(Input for this task begins)

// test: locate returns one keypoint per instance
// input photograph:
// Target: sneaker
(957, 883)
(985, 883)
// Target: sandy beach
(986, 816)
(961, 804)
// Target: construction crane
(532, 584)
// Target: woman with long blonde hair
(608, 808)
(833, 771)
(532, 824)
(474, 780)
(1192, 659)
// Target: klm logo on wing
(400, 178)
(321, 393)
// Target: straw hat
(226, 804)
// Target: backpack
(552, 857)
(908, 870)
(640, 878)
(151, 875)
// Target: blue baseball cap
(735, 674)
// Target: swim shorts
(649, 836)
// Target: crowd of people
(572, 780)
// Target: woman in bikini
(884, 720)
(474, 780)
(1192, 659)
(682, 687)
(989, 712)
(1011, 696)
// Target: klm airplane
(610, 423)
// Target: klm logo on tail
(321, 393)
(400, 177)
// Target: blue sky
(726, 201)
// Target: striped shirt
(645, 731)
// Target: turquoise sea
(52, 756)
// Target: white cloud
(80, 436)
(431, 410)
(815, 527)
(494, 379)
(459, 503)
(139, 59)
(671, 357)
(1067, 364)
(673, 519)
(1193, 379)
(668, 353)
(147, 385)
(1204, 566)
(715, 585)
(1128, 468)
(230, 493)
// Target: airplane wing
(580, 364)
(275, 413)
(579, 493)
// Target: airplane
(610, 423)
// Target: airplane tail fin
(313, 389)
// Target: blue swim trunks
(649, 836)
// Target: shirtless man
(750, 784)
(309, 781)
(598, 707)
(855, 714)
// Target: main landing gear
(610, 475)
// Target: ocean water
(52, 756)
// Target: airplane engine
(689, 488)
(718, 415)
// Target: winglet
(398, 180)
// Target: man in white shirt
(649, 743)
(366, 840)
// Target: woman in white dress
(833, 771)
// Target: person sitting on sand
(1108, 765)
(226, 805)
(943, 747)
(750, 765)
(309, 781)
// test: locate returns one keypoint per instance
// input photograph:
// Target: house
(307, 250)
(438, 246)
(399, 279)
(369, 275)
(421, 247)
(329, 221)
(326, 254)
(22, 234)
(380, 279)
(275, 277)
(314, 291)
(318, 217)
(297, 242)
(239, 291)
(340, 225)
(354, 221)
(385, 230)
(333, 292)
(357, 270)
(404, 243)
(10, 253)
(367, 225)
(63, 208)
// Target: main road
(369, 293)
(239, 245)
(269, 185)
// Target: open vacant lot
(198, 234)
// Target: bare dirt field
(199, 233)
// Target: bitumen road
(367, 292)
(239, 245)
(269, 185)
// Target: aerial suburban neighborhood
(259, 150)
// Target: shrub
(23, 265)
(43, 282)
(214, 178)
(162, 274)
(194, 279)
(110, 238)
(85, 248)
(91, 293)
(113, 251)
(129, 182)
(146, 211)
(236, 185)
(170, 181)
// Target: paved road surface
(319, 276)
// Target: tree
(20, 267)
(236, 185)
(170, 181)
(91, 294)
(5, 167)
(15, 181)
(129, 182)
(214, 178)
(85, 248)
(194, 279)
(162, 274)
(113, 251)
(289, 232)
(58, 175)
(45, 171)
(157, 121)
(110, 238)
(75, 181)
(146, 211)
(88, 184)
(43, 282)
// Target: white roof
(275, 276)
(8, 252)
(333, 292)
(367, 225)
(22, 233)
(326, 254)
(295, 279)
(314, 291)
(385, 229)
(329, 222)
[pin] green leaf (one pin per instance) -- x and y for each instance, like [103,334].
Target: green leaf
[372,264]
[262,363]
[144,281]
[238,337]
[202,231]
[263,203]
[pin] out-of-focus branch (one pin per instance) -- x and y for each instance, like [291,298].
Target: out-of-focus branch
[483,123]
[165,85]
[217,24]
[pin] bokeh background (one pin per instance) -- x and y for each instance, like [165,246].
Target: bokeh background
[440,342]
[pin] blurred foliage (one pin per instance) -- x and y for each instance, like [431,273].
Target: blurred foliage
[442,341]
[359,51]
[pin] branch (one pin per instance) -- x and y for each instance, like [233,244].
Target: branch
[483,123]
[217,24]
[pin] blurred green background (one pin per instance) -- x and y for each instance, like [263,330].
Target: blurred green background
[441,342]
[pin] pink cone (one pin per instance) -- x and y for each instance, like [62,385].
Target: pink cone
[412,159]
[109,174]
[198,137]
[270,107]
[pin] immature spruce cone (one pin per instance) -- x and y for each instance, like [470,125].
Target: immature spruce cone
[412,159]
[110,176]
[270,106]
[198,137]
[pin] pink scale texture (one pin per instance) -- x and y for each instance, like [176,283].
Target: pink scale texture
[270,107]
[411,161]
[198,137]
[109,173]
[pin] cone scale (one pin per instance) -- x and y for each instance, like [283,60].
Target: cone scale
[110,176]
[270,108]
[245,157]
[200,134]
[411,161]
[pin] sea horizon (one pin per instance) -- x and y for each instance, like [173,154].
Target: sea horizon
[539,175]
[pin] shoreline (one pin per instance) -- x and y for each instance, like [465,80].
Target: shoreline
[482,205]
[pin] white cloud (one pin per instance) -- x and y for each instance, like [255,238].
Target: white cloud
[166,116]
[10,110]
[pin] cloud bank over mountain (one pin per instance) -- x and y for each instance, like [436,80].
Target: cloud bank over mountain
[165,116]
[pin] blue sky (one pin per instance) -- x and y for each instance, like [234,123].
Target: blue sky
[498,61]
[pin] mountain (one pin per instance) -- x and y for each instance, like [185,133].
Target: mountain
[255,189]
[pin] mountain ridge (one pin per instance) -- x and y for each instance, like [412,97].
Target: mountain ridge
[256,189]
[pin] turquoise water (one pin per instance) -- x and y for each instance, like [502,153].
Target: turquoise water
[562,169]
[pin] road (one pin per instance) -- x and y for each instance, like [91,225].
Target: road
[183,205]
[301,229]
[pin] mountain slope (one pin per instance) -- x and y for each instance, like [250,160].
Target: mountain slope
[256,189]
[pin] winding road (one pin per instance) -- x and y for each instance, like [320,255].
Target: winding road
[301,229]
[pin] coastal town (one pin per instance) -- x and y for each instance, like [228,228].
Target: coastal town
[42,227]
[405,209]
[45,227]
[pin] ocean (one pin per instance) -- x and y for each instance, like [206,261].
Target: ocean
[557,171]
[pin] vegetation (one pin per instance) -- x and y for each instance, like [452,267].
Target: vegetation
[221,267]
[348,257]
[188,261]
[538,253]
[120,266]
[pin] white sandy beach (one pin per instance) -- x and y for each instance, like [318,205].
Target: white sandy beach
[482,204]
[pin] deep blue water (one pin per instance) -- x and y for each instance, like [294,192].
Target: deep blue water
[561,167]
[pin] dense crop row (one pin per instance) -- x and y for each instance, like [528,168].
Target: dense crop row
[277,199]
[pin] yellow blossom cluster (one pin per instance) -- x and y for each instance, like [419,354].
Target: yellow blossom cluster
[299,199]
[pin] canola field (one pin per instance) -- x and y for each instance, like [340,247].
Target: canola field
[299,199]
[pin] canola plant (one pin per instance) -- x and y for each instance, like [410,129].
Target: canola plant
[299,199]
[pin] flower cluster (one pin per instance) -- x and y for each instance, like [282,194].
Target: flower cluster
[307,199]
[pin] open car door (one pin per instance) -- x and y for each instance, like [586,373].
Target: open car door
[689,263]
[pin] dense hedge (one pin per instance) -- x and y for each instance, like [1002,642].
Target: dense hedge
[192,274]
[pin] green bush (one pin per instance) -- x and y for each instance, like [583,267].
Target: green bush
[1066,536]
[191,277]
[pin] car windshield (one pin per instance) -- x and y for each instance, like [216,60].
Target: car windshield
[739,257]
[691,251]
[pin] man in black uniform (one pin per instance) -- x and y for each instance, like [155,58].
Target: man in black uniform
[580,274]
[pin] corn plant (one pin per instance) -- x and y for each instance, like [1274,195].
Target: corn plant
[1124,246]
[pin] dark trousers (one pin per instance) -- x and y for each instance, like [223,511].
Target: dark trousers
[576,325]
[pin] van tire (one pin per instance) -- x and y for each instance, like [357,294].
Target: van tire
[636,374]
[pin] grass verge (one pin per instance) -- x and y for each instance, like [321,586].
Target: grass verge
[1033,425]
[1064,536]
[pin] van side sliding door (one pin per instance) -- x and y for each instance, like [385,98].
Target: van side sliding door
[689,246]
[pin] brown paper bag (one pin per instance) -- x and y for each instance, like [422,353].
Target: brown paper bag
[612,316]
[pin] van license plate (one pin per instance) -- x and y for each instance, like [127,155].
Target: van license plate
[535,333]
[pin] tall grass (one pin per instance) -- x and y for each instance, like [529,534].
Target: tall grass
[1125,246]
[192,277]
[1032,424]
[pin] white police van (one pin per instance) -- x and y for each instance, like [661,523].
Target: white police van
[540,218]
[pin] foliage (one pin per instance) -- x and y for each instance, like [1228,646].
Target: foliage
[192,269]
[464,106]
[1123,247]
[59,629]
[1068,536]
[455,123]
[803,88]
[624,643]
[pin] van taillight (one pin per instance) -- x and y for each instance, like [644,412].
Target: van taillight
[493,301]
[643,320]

(Input for this task ends)

What you need to do:
Start with the line that contains "[pin] corn plant", end with the last line of the entries, and please retype every line in that span exactly, with no others.

Result of this task:
[pin] corn plant (one pin per instance) -- x and y for each instance, like [1274,195].
Target: corn plant
[1124,246]
[pin] dark trousers (one pin per instance) -- x and y for each instance, like [223,511].
Target: dark trousers
[576,325]
[pin] van tire (one pin per instance) -- x and y for each instance, like [357,294].
Target: van tire
[636,374]
[pin] grass verge (one pin per instance) -- x and y for each instance, like [321,586].
Target: grass verge
[1033,425]
[1064,536]
[pin] van side sliding door (one pin per instance) -- x and y for each instance, like [385,98].
Target: van side sliding door
[689,246]
[pin] brown paper bag (one pin per instance) -- x and y for each instance, like [422,353].
Target: brown paper bag
[612,316]
[pin] van license plate (one pin per instance) -- x and y for each instance, like [127,155].
Target: van license plate
[535,333]
[pin] tall grass (one pin per instance) -- x and y for each instance, like [529,534].
Target: tall grass
[1125,246]
[192,277]
[1032,424]
[pin] white police van (one pin per instance) -- x and y for each instance, like [661,523].
Target: white police van
[540,218]
[pin] foliage (one pin per instance) -- x and y for each instance, like [1228,646].
Target: foliage
[192,269]
[464,106]
[1123,247]
[59,629]
[1068,536]
[455,123]
[803,88]
[624,643]
[pin] van taillight (one pin per instance) -- x and y for each instance, like [644,412].
Target: van taillight
[493,301]
[643,320]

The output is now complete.